↓↓↓
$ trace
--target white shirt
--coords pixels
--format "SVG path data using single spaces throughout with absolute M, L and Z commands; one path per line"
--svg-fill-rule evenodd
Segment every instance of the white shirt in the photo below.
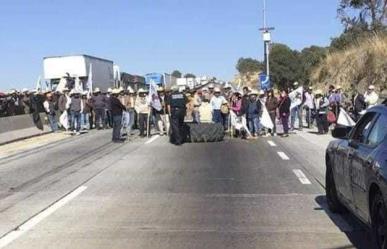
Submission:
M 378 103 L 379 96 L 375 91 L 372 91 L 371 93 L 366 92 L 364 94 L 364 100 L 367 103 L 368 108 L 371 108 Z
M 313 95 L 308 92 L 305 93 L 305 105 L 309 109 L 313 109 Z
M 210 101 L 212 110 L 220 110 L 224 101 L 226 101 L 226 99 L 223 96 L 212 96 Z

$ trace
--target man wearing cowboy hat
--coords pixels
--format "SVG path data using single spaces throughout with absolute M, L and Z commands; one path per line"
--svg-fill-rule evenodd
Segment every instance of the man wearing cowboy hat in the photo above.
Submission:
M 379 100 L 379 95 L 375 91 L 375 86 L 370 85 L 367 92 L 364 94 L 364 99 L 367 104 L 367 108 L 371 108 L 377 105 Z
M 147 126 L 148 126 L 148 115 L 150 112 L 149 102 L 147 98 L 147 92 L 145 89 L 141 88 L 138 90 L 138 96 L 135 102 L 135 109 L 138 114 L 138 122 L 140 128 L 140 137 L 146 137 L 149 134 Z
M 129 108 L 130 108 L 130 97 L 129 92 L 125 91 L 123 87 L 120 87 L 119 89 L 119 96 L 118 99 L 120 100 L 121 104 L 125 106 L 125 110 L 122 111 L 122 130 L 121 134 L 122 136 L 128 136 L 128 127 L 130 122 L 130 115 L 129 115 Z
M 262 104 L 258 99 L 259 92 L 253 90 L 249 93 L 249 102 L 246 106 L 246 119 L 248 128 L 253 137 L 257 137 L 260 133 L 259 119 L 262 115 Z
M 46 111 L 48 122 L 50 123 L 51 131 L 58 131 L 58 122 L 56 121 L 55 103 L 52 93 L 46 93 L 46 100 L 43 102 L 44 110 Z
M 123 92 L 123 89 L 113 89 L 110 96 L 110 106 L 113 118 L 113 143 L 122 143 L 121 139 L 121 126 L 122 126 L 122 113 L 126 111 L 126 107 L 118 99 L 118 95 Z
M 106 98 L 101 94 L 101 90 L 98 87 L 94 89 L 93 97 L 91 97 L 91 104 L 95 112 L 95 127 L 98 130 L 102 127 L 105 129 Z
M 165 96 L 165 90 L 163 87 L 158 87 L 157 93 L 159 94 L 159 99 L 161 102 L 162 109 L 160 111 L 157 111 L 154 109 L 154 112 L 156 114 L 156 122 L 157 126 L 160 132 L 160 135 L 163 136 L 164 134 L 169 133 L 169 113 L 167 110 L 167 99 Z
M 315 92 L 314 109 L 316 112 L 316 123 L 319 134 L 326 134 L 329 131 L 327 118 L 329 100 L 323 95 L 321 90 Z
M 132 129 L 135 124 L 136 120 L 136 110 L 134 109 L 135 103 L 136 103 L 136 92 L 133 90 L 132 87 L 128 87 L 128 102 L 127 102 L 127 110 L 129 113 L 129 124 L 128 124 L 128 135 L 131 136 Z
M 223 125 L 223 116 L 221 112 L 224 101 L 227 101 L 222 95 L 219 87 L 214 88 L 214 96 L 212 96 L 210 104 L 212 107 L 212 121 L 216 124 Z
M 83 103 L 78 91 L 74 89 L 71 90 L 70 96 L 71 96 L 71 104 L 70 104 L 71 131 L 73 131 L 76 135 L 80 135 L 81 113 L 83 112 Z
↑↑↑
↓↓↓
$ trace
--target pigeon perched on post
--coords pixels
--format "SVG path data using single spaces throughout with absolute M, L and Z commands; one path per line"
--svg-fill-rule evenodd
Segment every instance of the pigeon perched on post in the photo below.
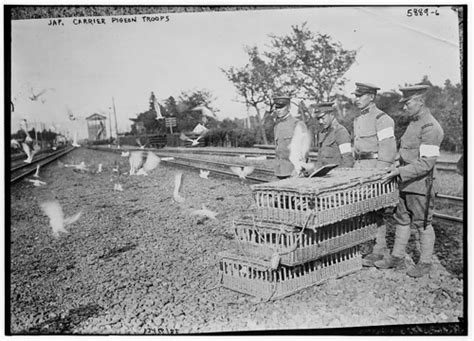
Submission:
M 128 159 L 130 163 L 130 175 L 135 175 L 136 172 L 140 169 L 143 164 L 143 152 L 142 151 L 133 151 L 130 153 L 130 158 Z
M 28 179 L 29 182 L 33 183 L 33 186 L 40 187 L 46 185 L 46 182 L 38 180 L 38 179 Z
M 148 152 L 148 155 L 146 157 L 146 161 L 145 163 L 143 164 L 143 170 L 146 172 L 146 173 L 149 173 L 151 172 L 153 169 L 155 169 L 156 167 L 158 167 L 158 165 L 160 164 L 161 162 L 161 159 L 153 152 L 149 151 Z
↑↑↑
# Your assignment
Please find the lines in the data that contain the word "photo" and copy them.

# Output
Segment every instance of the white shirt in the photo below.
Segment every instance of the man wearing cowboy hat in the photo above.
Segment every instance of the pigeon perched on post in the photo below.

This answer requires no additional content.